What is needed
Would you write out the full listing exactly, without any pictures?

Input material
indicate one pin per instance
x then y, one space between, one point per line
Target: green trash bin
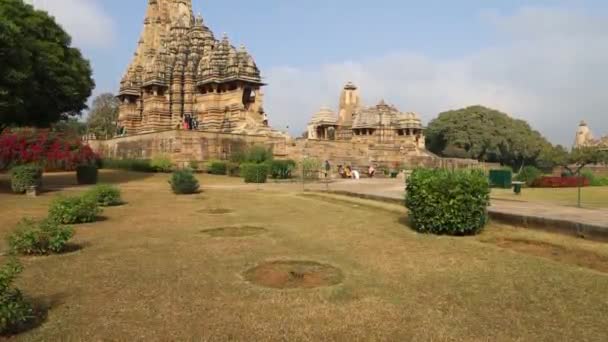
517 187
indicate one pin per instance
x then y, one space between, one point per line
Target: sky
542 61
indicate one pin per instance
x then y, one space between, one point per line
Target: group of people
190 123
349 172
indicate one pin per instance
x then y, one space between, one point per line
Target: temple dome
325 116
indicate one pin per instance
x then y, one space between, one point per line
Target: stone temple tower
349 104
181 75
583 136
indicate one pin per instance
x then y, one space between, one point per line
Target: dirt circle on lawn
294 274
216 211
235 231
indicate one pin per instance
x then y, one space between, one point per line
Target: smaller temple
382 123
584 138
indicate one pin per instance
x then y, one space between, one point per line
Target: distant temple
382 123
181 77
584 138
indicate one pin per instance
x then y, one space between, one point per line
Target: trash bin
517 187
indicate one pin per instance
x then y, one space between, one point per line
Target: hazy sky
544 61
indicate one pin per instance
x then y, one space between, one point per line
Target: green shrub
448 202
72 210
86 174
137 165
258 154
15 310
39 238
161 163
310 168
194 165
593 179
233 169
24 176
254 173
183 182
529 174
217 168
281 169
105 195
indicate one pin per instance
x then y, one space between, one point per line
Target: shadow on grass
64 180
41 307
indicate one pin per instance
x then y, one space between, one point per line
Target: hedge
24 176
448 202
86 174
255 173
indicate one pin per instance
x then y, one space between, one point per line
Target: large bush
183 182
15 310
448 202
310 168
52 150
161 163
217 168
24 176
254 173
233 169
281 169
73 210
258 154
529 175
86 174
105 195
137 165
39 238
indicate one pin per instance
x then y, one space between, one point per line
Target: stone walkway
588 223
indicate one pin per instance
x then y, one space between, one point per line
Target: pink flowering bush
54 151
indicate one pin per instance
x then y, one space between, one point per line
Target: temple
584 138
182 77
381 123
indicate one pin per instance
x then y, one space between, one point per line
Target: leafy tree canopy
485 134
42 78
103 116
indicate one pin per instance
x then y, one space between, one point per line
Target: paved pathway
579 220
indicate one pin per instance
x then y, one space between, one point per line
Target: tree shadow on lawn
41 307
58 181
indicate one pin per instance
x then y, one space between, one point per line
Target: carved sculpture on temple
182 77
379 124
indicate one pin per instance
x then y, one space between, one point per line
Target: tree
485 134
103 117
42 78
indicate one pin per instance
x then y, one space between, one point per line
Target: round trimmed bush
217 168
255 173
529 174
183 182
105 195
24 176
15 310
39 238
73 210
448 202
86 174
233 169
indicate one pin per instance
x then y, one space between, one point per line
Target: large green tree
103 116
43 79
485 134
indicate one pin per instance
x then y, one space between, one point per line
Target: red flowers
52 150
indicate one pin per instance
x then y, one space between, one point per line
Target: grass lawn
169 268
592 197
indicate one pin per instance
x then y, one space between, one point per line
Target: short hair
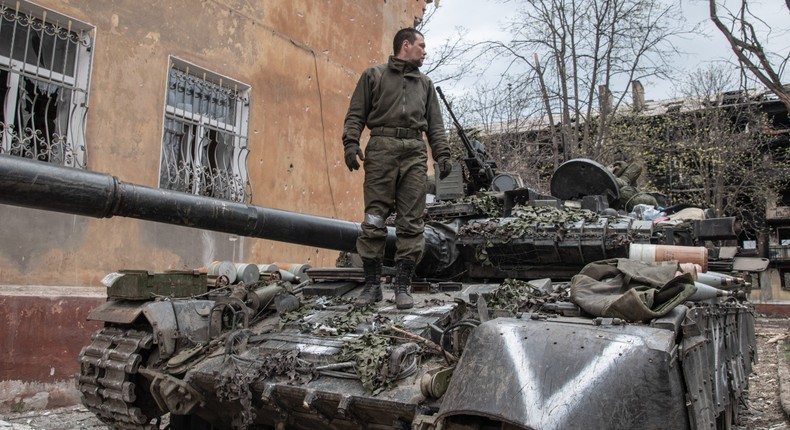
409 34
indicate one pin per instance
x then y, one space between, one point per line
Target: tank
495 340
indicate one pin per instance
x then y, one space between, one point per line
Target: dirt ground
763 412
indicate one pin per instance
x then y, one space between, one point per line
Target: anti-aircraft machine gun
481 169
487 345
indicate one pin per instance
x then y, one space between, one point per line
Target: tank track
108 378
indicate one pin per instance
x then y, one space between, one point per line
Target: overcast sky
483 20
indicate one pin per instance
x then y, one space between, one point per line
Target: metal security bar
204 144
44 72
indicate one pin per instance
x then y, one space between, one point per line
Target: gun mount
482 347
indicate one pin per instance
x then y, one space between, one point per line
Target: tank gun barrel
40 185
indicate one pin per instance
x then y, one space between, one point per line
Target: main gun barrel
40 185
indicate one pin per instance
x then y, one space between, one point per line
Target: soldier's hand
351 153
445 167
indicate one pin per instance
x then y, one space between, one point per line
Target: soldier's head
409 45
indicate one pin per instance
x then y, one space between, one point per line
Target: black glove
351 153
445 167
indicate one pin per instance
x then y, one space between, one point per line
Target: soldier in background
626 175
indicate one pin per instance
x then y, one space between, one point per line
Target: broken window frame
44 105
204 134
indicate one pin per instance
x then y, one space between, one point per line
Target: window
45 63
204 144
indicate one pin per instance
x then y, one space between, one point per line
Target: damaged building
230 99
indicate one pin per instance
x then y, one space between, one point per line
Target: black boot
372 292
405 271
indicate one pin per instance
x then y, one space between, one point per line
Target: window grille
45 63
204 143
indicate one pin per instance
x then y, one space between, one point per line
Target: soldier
626 175
398 104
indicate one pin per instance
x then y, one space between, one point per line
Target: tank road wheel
109 381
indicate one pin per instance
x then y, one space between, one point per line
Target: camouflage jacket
396 94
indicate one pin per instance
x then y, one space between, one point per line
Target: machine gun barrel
481 171
40 185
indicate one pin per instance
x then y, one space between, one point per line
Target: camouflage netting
520 296
370 353
525 221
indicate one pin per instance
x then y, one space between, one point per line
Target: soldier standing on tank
398 104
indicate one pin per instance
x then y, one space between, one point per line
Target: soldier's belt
401 133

Expected answer
indicate one pin per instance
x then y, one space between, one point per line
Target: green trash bin
517 187
indicate one pin per instance
x then y, one space between, one point per line
Target: sky
542 61
indicate one pin per instance
x then y, one space between, one point per line
Target: group of people
190 123
349 172
indicate one pin per instance
x then y, one space between, one point per line
Target: temple dome
325 116
indicate one pin per instance
x then y, one space between, one point per line
Target: stone temple tower
349 104
181 75
583 136
indicate one pin per instance
x then y, one space between, one point per line
Target: dirt circle on lawn
294 274
216 211
235 231
indicate one pin per instance
x then y, one space between, one point per line
Target: smaller temple
382 123
584 138
indicate one pin per instance
x then y, one space between, one point per line
Target: distant temple
382 123
181 77
584 138
indicate one pin per instance
x then y, one space between, one point per line
Target: trash bin
517 187
indicate one pin per instance
x then y, one space between, one point per line
Target: hazy sky
544 61
indicate one pin per instance
x then y, one space between, one point per line
Target: green shrub
448 202
72 210
86 174
137 165
258 154
15 310
39 238
161 163
310 168
194 165
593 179
233 169
24 176
254 173
183 182
529 174
217 168
281 169
105 195
indicate one pin per instance
x then y, one space between, one point per line
Target: shadow on grass
64 180
41 307
indicate one pin per instance
x then y, one space between, one point per line
Target: hedge
24 176
448 202
86 174
255 173
indicate one pin per instance
x then y, one space between, one point per line
Target: large bush
183 182
15 310
448 202
310 168
52 150
161 163
217 168
24 176
254 173
233 169
281 169
73 210
258 154
529 175
86 174
105 195
137 165
39 238
indicate one pin per instance
x then y, one space between, one point per line
Target: stone walkway
588 223
indicate one pin per instance
x then y, one space between, one point per line
Target: pink flowering bush
54 151
indicate one pin per instance
x then y, one space between, one point per line
Target: temple
584 138
182 77
381 123
indicate one pin per instance
x then y, one space between, one point per line
Target: leafy tree canopy
485 134
42 78
103 116
indicate one pin per instance
x then y, one space between, one point per line
Target: paved pathway
579 220
indicate one pin per instance
x then y, one space between, one point per line
Target: tree shadow on lawn
41 307
58 181
indicate one pin per instance
x then y, one space between, one point per line
Target: carved sculpture on temple
182 77
379 124
indicate one pin per instance
x then y, one space between, one point per line
Target: tree
485 134
103 117
42 78
indicate one pin per instance
x then y, one space between, one point per line
Target: round trimmed bush
217 168
255 173
529 174
183 182
105 195
24 176
15 310
39 238
73 210
448 202
86 174
233 169
indicate one pin per instance
x then y, one space between, one point per line
Target: large green tree
103 116
43 79
485 134
indicate one pin per instance
x then y, one space between, one point per line
Target: red flowers
52 150
indicate one pin per instance
x then y, one space between, one point per line
Target: grass lawn
169 268
592 197
indicate one pin per instance
x then y, one space between, one point per line
Target: short hair
409 34
indicate one pin per instance
x then y, one space between, one point per line
Target: tank
495 340
indicate one pin per instance
x then y, one space between, one point per line
Target: dirt ground
763 412
indicate one pin per instance
x then y, one space between, one point per line
Target: anti-aircraft machine gun
481 169
487 345
indicate one pin per instance
x then y, one space between, one point per line
Target: tank track
108 378
indicate one pin per instance
x then y, one space between, one point per line
Target: overcast sky
483 20
indicate one pin per instance
x then y, one space between, one point per line
Target: metal security bar
204 144
44 72
indicate one pin per instance
x then y, one space between, one point per line
Target: gun mount
482 347
indicate one pin per instance
x then y, one space between, one point per line
Target: tank gun barrel
40 185
indicate one pin per instance
x then y, one space between, one point per line
Target: main gun barrel
40 185
indicate one pin per instance
x then y, one space between, one point per line
Target: soldier's hand
351 153
445 167
indicate one pin per instance
x then y, one space between, one point per line
Target: soldier's head
409 45
indicate one pin per instance
x then y, one space between, one point per line
Target: black glove
351 153
445 167
indicate one pin per instance
x then y, one space between, one point per line
Target: soldier in background
626 175
indicate one pin per instance
x then y, one space between, one point per line
Target: broken window frame
44 105
204 134
indicate one pin per instance
x then y, one space between, one point per line
Target: window
45 63
204 144
indicate one pin per instance
x then y, one space between, one point per line
Target: damaged building
230 99
indicate one pin per instance
x then y, one space between, one point per line
Target: black boot
372 292
405 271
indicate one pin per instance
x then y, one space between, one point per line
Target: window grille
45 63
204 143
indicate one pin per instance
x then y, one space between, one point per line
Target: soldier
626 175
398 104
indicate one pin per instance
x then y, one space between, one point per line
Target: tank road wheel
109 381
indicate one pin per instance
x then y, one space between, one point per line
Target: camouflage jacket
396 94
indicate one pin per instance
x then y, one space between, one point per line
Target: machine gun barrel
481 171
40 185
indicate one pin per instance
x then y, one space between, one point per line
Target: camouflage netting
520 296
370 353
525 221
indicate one pin per instance
x then y, one space between, one point per line
Target: soldier standing on tank
398 104
indicate one pin per instance
x then y, one space between, one point per line
Target: soldier's belt
401 133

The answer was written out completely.